* **Written request 1**
Answer these questions using the blog post on creativity:
(a) Who did the writer speak with on the second podcast?
(b) For about how many years did the writer keep saying "I'm not creative"?
(c) Which subjects did the writer study at school?
* **Written request 2**
Continue the blog post about creativity from the point where it stops.

* **Page excerpt**

========================================================================

February 3, 2015 thecraftsessions

I have been lucky over the last month to be asked to talk to some really interesting people - I've taken part in not one (the Woolful podcast I mentioned last week), but two podcasts. The second podcast was released on Saturday and can be found here. I was talking with Helen of Curious Handmade about Stash Less* as part of Helen's Simplify and Declutter month. But before we got to Stash Less, Helen and I talked a little about creativity. I've been thinking about it a lot since we spoke and I don't think I articulated my thinking about it as well as I could have. As creativity is something I've pondered a lot over the years I thought I would have a go at doing it here. A bit of thinking out loud to see where we end up…..

For years and years (like 20 of them) I walked around saying "I'm not creative". Over and over again. There was a mix of reasons. I saw my mum as the creative one in our family - she taught me sewing and quilting and she could draw - drawing seemed to be very creative. I did science and maths at school and for some reason I saw science and maths as being factually based and not at all creative. When I was in high school I saw myself as being a scientific type. I loved the fact that science and maths had facts to back everything up. It wasn't subjective. It seemed logical.**

But there was another reason why I said I wasn't creative. I think I said I wasn't creative because I felt like to say you were creative kind of meant that you were saying you had talent. I felt that the two of them were linked; creative people were talented. The idea of me being creative felt wrong for two reasons. One I didn't feel like I had talent creatively, and two, because creative=talented I felt like if you were saying you were creative it meant you were saying you were good at something (which culturally isn't that done in Australia).

========================================================================

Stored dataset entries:
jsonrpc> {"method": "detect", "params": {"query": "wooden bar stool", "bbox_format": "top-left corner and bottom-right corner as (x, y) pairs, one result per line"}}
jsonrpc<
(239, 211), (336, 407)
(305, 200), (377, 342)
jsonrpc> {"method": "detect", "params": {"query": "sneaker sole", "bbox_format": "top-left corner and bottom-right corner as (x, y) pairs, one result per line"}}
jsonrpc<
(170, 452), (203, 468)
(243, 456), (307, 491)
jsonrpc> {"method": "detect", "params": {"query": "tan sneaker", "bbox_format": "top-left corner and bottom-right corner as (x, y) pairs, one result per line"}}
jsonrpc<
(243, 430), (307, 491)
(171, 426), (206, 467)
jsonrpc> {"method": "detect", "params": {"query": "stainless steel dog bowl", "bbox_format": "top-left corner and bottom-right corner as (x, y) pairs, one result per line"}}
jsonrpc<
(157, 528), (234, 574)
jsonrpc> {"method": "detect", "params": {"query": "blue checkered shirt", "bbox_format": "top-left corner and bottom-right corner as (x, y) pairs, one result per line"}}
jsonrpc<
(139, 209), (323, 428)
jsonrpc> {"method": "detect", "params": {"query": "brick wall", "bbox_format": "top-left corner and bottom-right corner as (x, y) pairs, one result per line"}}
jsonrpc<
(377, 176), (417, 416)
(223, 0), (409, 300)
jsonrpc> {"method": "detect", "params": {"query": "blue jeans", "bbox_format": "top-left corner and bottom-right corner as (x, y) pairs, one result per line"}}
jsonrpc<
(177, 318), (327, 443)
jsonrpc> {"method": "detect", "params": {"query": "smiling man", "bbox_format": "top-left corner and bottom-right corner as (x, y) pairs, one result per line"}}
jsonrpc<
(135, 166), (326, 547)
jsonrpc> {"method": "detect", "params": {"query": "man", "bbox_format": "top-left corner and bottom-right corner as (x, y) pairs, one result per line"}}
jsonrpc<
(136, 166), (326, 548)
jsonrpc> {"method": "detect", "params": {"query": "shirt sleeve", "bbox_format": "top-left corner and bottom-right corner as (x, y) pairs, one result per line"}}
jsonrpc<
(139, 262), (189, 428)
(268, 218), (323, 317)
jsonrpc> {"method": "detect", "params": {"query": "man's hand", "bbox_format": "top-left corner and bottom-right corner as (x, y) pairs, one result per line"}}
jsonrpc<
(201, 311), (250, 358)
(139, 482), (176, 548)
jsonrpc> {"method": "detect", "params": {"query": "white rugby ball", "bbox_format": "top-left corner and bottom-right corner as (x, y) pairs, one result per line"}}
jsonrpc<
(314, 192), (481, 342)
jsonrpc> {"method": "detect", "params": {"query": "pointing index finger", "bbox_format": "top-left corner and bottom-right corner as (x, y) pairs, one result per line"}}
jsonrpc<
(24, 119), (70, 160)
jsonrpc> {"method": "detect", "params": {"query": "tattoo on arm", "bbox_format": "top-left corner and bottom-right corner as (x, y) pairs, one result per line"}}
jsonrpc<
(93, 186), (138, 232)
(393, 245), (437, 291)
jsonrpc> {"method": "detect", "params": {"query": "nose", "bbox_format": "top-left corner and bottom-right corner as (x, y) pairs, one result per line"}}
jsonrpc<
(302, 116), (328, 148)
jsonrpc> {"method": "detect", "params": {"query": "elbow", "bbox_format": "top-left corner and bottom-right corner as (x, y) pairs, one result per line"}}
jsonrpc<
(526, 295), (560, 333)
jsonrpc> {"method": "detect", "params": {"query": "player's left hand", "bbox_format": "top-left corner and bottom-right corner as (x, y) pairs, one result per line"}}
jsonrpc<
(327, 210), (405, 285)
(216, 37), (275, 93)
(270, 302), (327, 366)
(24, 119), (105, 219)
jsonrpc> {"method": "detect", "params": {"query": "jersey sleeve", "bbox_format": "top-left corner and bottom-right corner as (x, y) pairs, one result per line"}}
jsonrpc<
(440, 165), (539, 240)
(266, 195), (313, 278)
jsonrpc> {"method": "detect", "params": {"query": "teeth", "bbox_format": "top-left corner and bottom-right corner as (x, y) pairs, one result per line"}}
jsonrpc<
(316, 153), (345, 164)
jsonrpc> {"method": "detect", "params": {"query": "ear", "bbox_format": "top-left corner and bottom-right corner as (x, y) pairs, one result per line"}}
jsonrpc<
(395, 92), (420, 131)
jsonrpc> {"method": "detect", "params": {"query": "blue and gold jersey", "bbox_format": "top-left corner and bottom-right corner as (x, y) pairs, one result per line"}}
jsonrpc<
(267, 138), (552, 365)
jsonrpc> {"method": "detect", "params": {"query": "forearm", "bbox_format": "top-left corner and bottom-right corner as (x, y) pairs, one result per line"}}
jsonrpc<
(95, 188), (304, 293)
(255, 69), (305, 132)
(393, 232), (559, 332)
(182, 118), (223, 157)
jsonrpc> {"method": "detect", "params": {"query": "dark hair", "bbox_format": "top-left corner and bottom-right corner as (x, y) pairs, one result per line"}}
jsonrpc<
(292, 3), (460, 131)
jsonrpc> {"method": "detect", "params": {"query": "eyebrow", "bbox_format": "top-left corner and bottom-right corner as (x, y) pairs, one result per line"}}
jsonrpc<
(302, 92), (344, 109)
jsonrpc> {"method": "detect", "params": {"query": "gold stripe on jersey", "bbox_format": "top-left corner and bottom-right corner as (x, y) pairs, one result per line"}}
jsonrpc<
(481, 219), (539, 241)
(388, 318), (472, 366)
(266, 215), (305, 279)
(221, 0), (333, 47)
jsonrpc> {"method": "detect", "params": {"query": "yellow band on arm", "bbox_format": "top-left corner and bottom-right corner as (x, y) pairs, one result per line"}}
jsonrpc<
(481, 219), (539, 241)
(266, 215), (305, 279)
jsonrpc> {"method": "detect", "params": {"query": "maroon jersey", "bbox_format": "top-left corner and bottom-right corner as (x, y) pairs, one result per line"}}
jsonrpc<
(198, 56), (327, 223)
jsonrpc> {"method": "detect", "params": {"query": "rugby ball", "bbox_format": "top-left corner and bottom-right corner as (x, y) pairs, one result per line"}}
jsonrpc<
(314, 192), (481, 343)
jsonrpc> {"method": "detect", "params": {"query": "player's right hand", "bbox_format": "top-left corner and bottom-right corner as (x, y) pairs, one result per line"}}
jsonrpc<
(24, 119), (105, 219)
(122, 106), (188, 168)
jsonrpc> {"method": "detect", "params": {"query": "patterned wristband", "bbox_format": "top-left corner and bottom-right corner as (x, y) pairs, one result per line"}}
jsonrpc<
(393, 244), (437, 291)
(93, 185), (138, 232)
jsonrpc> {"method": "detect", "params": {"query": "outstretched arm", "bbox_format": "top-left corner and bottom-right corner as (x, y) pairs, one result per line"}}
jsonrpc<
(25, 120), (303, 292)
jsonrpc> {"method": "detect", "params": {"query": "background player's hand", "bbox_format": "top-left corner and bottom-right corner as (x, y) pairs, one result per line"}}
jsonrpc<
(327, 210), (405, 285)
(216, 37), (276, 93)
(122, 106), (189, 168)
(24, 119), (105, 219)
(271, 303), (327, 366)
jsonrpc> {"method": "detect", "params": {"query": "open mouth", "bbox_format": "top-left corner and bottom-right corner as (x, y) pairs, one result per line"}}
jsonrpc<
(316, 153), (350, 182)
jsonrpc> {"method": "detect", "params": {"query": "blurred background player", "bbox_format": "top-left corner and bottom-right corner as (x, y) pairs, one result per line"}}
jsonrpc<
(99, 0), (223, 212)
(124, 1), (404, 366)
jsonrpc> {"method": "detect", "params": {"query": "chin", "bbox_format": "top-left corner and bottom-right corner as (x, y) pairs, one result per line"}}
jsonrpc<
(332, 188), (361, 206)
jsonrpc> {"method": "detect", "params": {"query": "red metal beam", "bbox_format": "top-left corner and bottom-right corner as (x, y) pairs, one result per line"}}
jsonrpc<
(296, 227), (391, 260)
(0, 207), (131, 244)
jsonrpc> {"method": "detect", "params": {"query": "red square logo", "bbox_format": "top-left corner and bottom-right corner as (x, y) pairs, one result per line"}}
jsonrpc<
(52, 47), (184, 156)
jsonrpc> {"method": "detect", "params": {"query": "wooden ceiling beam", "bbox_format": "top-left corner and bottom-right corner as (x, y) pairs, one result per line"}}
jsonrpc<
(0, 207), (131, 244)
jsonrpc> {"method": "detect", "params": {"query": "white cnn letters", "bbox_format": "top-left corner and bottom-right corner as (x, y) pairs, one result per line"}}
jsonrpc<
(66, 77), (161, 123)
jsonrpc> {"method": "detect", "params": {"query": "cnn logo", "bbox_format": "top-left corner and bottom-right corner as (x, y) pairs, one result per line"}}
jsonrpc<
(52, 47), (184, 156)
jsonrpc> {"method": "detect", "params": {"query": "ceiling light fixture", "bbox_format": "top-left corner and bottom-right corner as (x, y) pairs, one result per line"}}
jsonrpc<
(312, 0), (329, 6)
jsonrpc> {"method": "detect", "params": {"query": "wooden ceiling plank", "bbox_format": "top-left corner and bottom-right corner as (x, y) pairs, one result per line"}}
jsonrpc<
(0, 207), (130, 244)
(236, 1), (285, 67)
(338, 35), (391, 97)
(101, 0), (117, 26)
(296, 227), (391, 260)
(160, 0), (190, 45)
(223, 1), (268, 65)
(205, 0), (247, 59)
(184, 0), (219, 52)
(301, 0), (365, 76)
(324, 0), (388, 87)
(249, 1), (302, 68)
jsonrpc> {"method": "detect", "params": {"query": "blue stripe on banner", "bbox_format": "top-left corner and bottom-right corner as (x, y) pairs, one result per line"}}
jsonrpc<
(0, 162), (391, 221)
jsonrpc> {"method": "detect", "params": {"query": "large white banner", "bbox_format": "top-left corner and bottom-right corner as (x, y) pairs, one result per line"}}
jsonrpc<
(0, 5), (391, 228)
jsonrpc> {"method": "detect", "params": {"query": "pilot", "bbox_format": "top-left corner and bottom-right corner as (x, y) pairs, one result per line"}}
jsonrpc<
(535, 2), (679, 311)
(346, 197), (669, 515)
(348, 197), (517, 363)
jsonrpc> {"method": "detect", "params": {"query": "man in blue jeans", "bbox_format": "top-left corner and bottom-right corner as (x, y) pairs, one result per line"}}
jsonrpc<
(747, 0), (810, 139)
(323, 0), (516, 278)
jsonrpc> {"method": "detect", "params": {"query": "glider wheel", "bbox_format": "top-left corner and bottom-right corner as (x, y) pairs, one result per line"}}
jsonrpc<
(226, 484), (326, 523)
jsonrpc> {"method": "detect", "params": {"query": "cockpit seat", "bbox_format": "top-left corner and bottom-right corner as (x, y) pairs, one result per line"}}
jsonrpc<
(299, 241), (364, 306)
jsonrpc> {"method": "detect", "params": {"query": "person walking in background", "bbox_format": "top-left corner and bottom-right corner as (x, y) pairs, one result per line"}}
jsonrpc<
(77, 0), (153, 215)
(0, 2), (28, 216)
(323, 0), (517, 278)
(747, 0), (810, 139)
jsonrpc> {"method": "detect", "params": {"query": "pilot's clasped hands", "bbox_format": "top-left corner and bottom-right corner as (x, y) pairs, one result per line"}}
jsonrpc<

========================================================================

* **Written reply 1**
(a) Helen of Curious Handmade
(b) About 20 years
(c) Science and maths

* **Written reply 2**
I'm not 15 anymore and I've read many things since. I wrote here about how I don't believe that you need to be talented to make things but I want to take it a little further.  All that reading has lead to a shift and because of that shift I'm about to state the obvious - I believe that everyone is creative. We make a zillion different little creative decisions in our everyday life. How to wear our hair. How to move. How to arrange our table. Putting a towel on a towel rack. Creative thinking is one of the things that makes us human.  

Kids show us this. They are fearless at two and three about how they draw and paint and put things together. They are creative all the time. Their clever little brains are constantly solving problems and learning things along the way. As we get older it's the judgements that get made about our creativity (combined with our individual personalities) that can then lead to us freezing up and starting to view ourselves in a different light. A great example of this is a kid I know well. She loves art. She loves creating things but she totally gets stuck if there is any kind of pressure on her - and often that pressure comes from inside her - to make something that is perfect or realistic. Her judgement that it won't be "right" means that sometimes she won't even try. She won't draw even though she loves it and the pressure seems to be coming from inside her. 

Knowing that this was how I thought, and then seeing the flaws in that thinking and the damage it can cause, is part of the reason I think I have a bit of a bee in my bonnet about talent now. I want to distinguish between creativity and talent. Not because I don't think some people are talented. I do! But I don't think you need to be talented to make things and I think that to be talented you need to put in the hard yards.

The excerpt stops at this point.